┌──

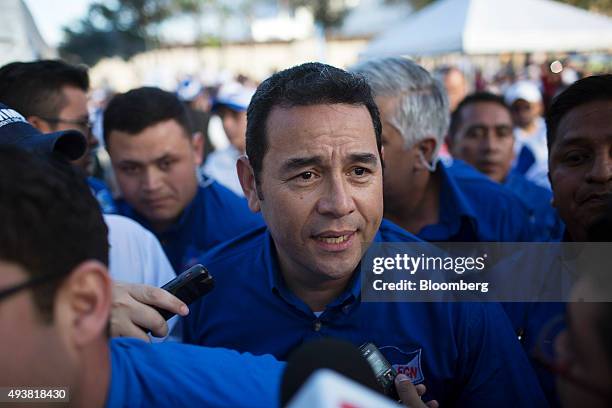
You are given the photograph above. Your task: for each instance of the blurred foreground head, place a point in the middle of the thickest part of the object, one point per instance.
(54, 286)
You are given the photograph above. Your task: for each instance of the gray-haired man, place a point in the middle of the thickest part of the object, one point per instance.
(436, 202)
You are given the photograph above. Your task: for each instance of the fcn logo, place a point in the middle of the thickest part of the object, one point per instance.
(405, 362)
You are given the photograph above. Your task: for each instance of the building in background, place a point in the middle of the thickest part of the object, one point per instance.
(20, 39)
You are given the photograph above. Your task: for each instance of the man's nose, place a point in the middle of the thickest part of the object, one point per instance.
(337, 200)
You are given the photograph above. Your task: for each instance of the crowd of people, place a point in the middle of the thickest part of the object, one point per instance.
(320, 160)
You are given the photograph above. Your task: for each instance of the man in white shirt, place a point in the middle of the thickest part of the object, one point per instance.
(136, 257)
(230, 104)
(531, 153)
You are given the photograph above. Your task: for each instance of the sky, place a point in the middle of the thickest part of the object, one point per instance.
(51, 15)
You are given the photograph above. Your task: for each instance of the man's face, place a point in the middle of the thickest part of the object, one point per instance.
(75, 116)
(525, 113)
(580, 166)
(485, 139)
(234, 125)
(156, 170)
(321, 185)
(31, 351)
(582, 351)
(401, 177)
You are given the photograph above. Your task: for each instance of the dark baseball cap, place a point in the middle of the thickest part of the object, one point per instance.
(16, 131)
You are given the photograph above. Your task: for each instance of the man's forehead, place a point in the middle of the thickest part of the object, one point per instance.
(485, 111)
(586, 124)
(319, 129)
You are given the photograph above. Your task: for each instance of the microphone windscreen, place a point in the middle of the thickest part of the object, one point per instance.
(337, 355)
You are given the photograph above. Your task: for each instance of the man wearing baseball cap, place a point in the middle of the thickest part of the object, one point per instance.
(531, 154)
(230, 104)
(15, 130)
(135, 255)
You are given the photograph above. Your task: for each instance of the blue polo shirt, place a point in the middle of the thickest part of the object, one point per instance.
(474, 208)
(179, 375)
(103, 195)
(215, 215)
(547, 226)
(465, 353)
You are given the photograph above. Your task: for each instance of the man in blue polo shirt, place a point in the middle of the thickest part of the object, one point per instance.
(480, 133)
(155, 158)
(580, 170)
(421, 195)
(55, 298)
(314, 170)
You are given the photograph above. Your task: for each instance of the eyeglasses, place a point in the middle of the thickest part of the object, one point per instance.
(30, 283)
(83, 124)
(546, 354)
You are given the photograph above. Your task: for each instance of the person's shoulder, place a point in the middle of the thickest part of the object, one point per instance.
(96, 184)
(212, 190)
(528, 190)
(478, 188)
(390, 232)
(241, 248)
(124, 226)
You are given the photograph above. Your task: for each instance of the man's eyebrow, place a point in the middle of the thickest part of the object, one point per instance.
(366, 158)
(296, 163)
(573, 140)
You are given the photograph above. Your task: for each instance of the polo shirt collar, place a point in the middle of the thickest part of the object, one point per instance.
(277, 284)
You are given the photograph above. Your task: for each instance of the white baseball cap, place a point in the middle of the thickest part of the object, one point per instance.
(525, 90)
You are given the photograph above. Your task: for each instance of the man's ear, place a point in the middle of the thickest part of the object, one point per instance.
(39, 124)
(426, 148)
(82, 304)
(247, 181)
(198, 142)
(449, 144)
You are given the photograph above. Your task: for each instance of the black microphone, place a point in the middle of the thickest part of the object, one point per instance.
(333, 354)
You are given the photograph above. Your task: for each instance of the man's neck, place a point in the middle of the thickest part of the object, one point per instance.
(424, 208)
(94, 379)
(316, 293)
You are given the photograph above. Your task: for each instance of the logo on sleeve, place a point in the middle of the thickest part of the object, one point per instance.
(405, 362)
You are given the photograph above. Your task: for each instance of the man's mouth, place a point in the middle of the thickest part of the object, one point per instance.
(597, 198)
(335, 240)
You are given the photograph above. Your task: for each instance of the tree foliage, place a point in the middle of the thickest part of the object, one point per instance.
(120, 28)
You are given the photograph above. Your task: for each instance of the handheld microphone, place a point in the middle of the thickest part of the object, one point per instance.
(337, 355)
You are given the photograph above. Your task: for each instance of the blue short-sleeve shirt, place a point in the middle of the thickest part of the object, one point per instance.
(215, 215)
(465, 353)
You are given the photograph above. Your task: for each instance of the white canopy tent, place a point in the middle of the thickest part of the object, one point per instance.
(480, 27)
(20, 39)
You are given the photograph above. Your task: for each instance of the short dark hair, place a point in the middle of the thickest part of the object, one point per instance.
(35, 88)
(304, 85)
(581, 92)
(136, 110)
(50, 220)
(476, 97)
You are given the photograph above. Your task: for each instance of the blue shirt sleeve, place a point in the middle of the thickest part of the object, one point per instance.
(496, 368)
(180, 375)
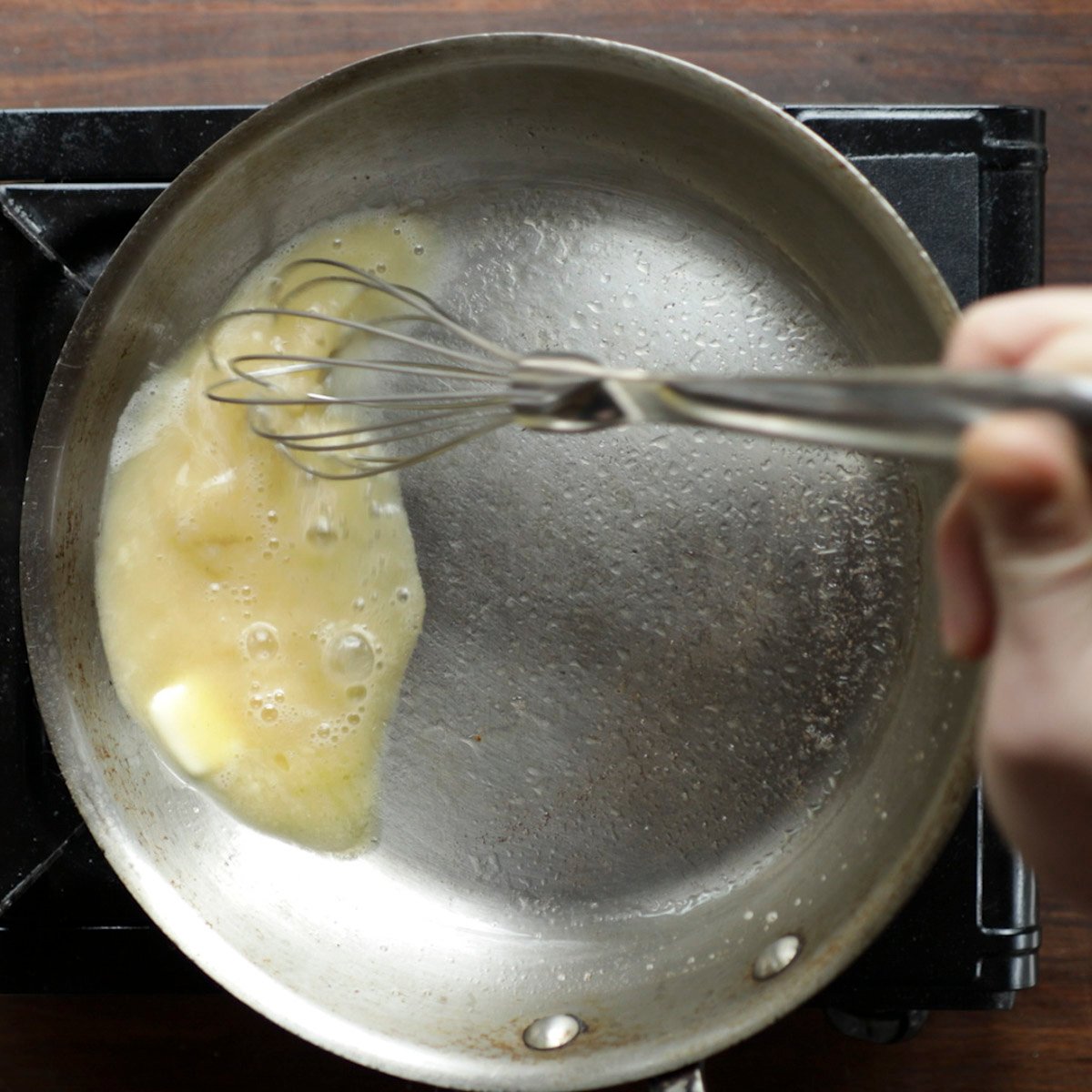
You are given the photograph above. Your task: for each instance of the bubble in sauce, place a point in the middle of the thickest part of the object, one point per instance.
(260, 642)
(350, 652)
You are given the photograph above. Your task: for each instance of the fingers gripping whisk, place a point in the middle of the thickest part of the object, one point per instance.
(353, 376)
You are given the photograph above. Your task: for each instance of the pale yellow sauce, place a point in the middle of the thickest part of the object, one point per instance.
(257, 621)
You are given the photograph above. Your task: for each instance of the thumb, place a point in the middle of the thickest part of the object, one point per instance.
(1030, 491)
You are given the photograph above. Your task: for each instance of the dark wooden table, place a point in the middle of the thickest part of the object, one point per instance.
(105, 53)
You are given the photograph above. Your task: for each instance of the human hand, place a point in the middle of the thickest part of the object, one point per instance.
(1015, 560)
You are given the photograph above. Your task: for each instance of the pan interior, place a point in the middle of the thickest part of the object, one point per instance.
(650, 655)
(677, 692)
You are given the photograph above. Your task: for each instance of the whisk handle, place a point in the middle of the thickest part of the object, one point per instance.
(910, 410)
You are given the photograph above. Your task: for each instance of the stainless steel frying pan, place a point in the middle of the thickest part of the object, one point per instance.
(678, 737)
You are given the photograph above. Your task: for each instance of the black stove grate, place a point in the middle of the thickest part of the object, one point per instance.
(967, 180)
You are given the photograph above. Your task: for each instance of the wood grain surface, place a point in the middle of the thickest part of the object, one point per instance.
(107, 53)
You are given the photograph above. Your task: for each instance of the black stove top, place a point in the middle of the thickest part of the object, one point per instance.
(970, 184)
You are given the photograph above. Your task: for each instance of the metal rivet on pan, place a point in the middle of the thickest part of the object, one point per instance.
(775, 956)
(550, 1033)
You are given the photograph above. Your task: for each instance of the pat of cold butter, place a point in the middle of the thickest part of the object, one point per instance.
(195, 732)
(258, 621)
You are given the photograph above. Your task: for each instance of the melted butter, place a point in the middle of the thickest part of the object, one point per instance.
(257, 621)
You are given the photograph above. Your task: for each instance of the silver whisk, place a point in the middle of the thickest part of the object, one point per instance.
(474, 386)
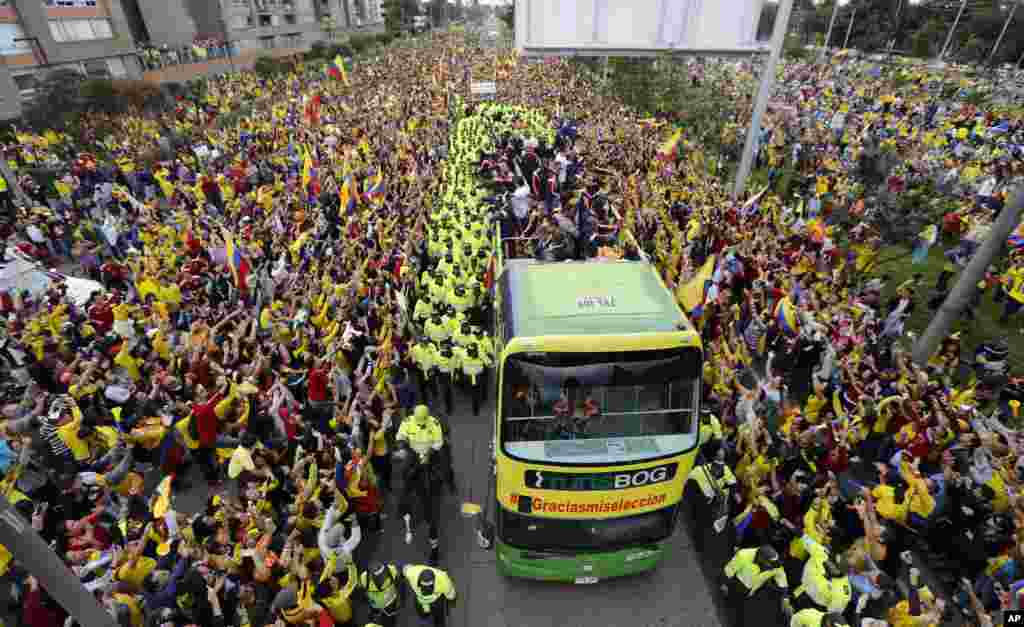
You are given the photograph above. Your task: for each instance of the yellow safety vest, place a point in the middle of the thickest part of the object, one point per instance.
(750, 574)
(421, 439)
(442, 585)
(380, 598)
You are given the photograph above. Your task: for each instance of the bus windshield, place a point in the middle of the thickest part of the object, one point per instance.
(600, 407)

└──

What you should do -> Reproduce all of the material above word for word, leaving out the pictures.

Answer for the task ->
You are given the photograph above. Your task: for each instance of the blurred foreground head, place a point in the middle of the thickest part of the object, one point per instance.
(54, 286)
You are given the photograph above. Your task: for each instance of the gray-haired man, place a point in the middle of the thickest part of the object, one point per instance.
(436, 202)
You are given the photograph above. Your task: for each instance of the fcn logo, place a point in the middle of the thickest part of the object, one point per instance.
(405, 362)
You are given the photograph above. Your task: for each instance of the building in background, place a point in the middle of the thickest part of the object, one point per instance.
(20, 39)
You are given the photograph above. Your task: for each instance of the man's nose, place a point in the middle of the thickest part of the object, one point per instance.
(337, 200)
You are given the photograph above. Your task: for each instance of the crowd of people, place a point in the middle of the thickest part of the object, one point per instance.
(320, 160)
You are given the photograph above. Your task: for each instance of the man in white shirt, place a point in the middle of the thickest part of the object, one point per instance.
(136, 257)
(230, 104)
(531, 153)
You are given the photograph above. Your task: for each instance of the sky, place a point in the middle of the thickest part of the object, one point per instance.
(51, 15)
You are given the photograph above. Your task: for each instance of the man's face, place a point in the middle of the thickest part of the object, one point per instance.
(75, 116)
(525, 113)
(580, 166)
(485, 139)
(234, 125)
(156, 170)
(321, 185)
(31, 351)
(582, 351)
(401, 177)
You are given the photograph above. Your task: for each instance of the dark baseball cap, place a point in the middle of the thickest part of the object, one point per instance.
(16, 131)
You are given the photograph above. Your task: for each instance of the man's forehead, place a point in the middle of the thickest part of the object, one point per instance.
(485, 111)
(586, 124)
(319, 129)
You are given the photograph above. Your task: for each instance of the microphone windscreen, place a point in the middle of the thickest part of the object, one point per instance.
(337, 355)
You are given the photograph above. Your task: for each instance of the man wearing baseball cap, place a point in the middle of the thickest part of the object, one point per instance.
(531, 154)
(230, 104)
(15, 130)
(135, 255)
You are given the photograph above. Your task: for each instance of the blue polo shirt, place a point in the middle of the thickest part of the object, one point per instance.
(474, 208)
(179, 375)
(103, 195)
(215, 215)
(547, 226)
(465, 353)
You are given the photograph above. Your task: for each instance of the man in blue polo shirt, place a point in the middle of the thickest part of the object, one point per instance.
(480, 133)
(155, 158)
(580, 170)
(421, 195)
(55, 298)
(314, 170)
You are given the photograph above. Your task: for each instance of the eyeglasses, place a point in the middle of the thickest part of the object, one point per instance.
(30, 283)
(83, 124)
(546, 354)
You are given the photograph above. Your task: for each instance of the person's shoulder, place a point in the middle of the thickest part of the object, one point per instance.
(96, 184)
(212, 190)
(528, 190)
(478, 188)
(390, 232)
(241, 248)
(124, 226)
You are given the photograph above. Your task: for each instance of the man's eyebrow, place a point in the middle of the thickest part of the object, one point per instance.
(366, 158)
(296, 163)
(573, 140)
You are given the photograph above. Your task: for each instance of the polo shirt collar, place a point in the middle of the thickest part of the object, one point per instance.
(277, 284)
You are given the photograph above. Your task: for each instance of the white baseball cap, place a point in the middle of the thickest part of the object, one point per instance.
(525, 90)
You are given the photograph above. Your task: for each instance of the man's ear, place a point in the middle of the thickest part of the object, one point per instance.
(39, 124)
(426, 148)
(82, 304)
(247, 181)
(198, 142)
(449, 144)
You are given the photograph above. Your task: for each instance of the black microphone, place a point in the middle of the thickest part of the object, one point per instance.
(333, 354)
You are given the photograph above. Your task: for each instance of the man's neck, place a point in the middle of the thickest part of the object, one point per instance.
(424, 208)
(94, 379)
(316, 293)
You are given the photograph above. Your task: for each instance of the logo on sleeve, place a point in the middle of the thickest part of the object, one point per instance.
(405, 362)
You are given the photograph above. Your task: for each instance of the man's mouth, place a point in the middle of the thickest part of the object, one point per instance.
(597, 198)
(335, 240)
You are given the photograph above. Your task: for each instance of the tree foliage, place a point in the middle of the thickest part of the object, one point per instance.
(120, 28)
You are given the photograph above. Your task: for each instance of the handheld microphone, place a point in the middle of the thickest part of the object, one point per instance.
(337, 355)
You are given the photograph above. Your task: for each instance of the blue short-sleeve shirt, place a point in the middle of the thickest part of the object, one point per instance.
(215, 215)
(465, 353)
You are given the photograph above. Your task: for each instance of the white canopy tent, place a point in the middle of the thickest part of the object, one point per instance.
(480, 27)
(20, 39)
You are given the photograph above. Your task: for each instance of the short dark hair, place a point in the middle of the thickest part of the object, one point per instance.
(35, 88)
(304, 85)
(581, 92)
(136, 110)
(50, 220)
(476, 97)
You are given the photograph above. Your task: for each instance of the blue shirt sleeve, place a point in the middle of the thickest part of the object, one point per instance.
(496, 368)
(180, 375)
You are given the photograph above. Your task: for each instance of the bubble in sauce, place a point in the middle of the thickest part of the object, one point per instance.
(260, 642)
(350, 652)
You are given the photograph above. Your task: for each instance of the fingers gripping whisk, place a point in the middle of the thickest part of the object, one point per instance.
(353, 376)
You are given the photograph above. Your task: for each instance of the pale yellow sauce, place a point in the middle of the thickest part of the object, one point per instance.
(257, 621)
You are given the photograph above. Your task: for each instance of the thumb, place a point in the middle of the thickest part of the object, one point per instance.
(1030, 491)
You are given the photograph above. Your task: for each instance of the dark wooden table, place a point in the middle of the thickest part of the object, one point per instance.
(105, 53)
You are given the photograph above. Your task: for each instance of the human hand, place a point in the middle of the thickest part of the object, one point per instance.
(1015, 560)
You are given the photograph above. Your task: for each instance of the pan interior, place a point in the middle of the thickest part of the object, one point per instance.
(650, 655)
(677, 692)
You are given the photograph above. Your task: for each instance of the whisk handle, place a point in the middle of the thickest part of the object, one point per instance.
(910, 410)
You are given the photograph above. Your task: for each instance of the stainless steel frying pan, place a point in the middle of the thickest part of the object, one point per instance.
(678, 737)
You are given the photograph above. Your task: for each instance of the black stove grate, place a point in the middle of the thickest part of the object, one point per instance.
(967, 180)
You are given the photograph above. Your task: for each instance of the wood grain surface, place a point in the middle of the thickest part of the object, one point per instance.
(107, 53)
You are given the photograph above. Your task: for each instance of the black stove top, place a point in the middle of the thickest part of the object, one point per instance.
(970, 184)
You are given the photograph above. Your task: for each instance of the metal rivet on pan, place a point in the middle of the thickest part of the object, one point per instance.
(775, 956)
(550, 1033)
You are given the photograph above. Your task: for each instance of the pat of cold butter, place a point in the middle of the thickest part of the object, one point per instance.
(195, 732)
(258, 621)
You are given the photograph above. Your task: for each instance of the melted butter, place a point in the middle of the thickest part of the object, one point per instance.
(257, 621)
You are given the photograph above. Your task: for each instance of the silver whisk, place a point in the middle of the thickest part of the object, one point per instance.
(474, 386)
You are given the photograph above. Your task: for each instance of the yellow safety vest, place a point in the middle of the thickest part of the object, one point per instance.
(750, 574)
(421, 439)
(442, 585)
(380, 598)
You are given the photograph above. Your task: for each instance of the bus windshield, place a point in the middle of the thickest part of the object, one point per instance.
(600, 407)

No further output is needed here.